Rewrite the lines below as a two-column CSV with the headers text and answer, giving one row to each group of lines and the answer that follows it. Put each field in double quotes, replace line breaks with spaces, and cover every group.

_ _ _ _ _ _ _

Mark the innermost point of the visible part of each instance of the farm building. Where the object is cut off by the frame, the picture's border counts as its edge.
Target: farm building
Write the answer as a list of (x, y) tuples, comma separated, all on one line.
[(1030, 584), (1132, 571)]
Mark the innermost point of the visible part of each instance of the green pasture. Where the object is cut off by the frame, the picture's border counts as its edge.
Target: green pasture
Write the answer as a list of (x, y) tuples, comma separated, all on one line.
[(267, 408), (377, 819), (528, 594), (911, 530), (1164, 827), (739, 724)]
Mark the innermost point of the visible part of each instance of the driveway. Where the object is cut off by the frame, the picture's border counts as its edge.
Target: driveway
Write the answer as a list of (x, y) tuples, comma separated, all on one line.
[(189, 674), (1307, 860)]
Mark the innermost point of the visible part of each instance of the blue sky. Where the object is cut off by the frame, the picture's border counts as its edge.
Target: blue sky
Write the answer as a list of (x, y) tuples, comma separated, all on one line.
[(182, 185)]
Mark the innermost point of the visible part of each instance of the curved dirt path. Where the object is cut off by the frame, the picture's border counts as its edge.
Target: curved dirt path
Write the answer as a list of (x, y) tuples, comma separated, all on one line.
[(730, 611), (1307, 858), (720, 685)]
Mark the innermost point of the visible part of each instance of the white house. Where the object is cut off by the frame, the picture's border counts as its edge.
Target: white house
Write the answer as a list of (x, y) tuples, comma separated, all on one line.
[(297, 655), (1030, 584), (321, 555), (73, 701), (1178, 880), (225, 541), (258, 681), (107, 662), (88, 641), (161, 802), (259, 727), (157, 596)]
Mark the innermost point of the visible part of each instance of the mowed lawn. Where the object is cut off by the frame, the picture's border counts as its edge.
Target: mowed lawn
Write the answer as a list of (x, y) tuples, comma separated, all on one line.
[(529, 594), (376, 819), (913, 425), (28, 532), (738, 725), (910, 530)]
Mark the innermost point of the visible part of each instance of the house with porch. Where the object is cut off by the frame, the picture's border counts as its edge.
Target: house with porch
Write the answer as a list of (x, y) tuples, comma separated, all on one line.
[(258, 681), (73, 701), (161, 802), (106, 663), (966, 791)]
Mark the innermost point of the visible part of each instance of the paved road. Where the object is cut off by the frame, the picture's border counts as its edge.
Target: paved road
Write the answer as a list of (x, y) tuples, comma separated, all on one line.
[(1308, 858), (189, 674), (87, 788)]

_ _ _ _ _ _ _

Task response:
text,answer
"Mark the innermost point of the visible part of each instance of the farm building. Where the object is cut off by the frame, the picture's border counts as its edge. Target: farm building Write the answer as a list of (x, y) tuples, comma separated, all on one line.","[(1030, 584), (1132, 571)]"
"Mark the innermost point of the visible part of each instance of the green pasture. Where the object is cut off by the frame, the picture's border counts as its edge. Target: green pasture Write the answer as a list of (x, y) tuples, comma separated, all on one line.","[(267, 408), (377, 819), (528, 594), (911, 530), (1164, 827), (739, 724)]"
"Mark the innermost point of the visible part of each instance of the driveway. Where the object is cut off by the frame, the picture's border counts as its edge. Target: driveway Write the answer as a list of (x, y) tuples, comma separated, all on one line.","[(189, 674), (1307, 860)]"
"Mark the innermost point of the visible part of each instance of the blue sky. Where the object is cut off by the frame, the picture's border counts as its edge. Target: blue sky Write the answer as a list of (x, y) tuples, comma separated, all on one line.","[(182, 185)]"
"Mark the innermost point of the visible part of each instance of the curved dirt path. Where the object is cut off by the frame, the picture's border counts as its edge. Target: curved dirt path Write the answer as a list of (x, y) tuples, comma separated, all on one line.","[(730, 611), (1307, 858), (720, 685)]"
"Mark the innermost point of the visible part of each instance of the white house. Where the object is cut off by the frame, the picture's border counts as its edge. Target: white house Write the answer as a list of (x, y) tuples, comma separated, all on one line.","[(297, 655), (1030, 584), (321, 555), (73, 701), (1178, 880), (225, 541), (258, 681), (107, 662), (88, 641), (161, 802), (259, 727), (157, 596)]"
"Mark the innermost point of the visible part of each instance of the mowed lawn. Where the object is cut off by the frame, the picture's border counts as its edge. Target: mowed lawn Write the answer as a list of (x, y) tuples, comma separated, all on one line.","[(529, 594), (376, 819), (913, 425), (28, 532), (738, 725), (910, 530)]"
"Mark the innermost point of the visible part of each instance of the house with porch. Where the object is cut off by the frame, the picture's border counts as its edge. Target: house with porch Write the answer as a list of (x, y) tuples, comma separated, all on one line.","[(258, 681), (73, 701), (161, 802), (106, 663), (966, 791)]"
"Mark the innermost point of the visible part of each instance of the paved road. Where the object is cut off by the frame, the picture's border counts as its edge. Target: paved road Write the answer as a list of (x, y) tuples, comma separated, all on one line.","[(1308, 858), (189, 674), (87, 788)]"